START

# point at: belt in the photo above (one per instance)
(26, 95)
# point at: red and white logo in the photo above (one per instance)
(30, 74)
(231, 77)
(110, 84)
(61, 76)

END

_WHAT IS BEING ASKED:_ Reproduce all of the data above, line for line and unchanged.

_FULL ANSWER:_
# point at: belt in the photo above (one per instance)
(26, 95)
# point at: red and white logo in the photo above (one per instance)
(30, 74)
(231, 77)
(110, 84)
(61, 76)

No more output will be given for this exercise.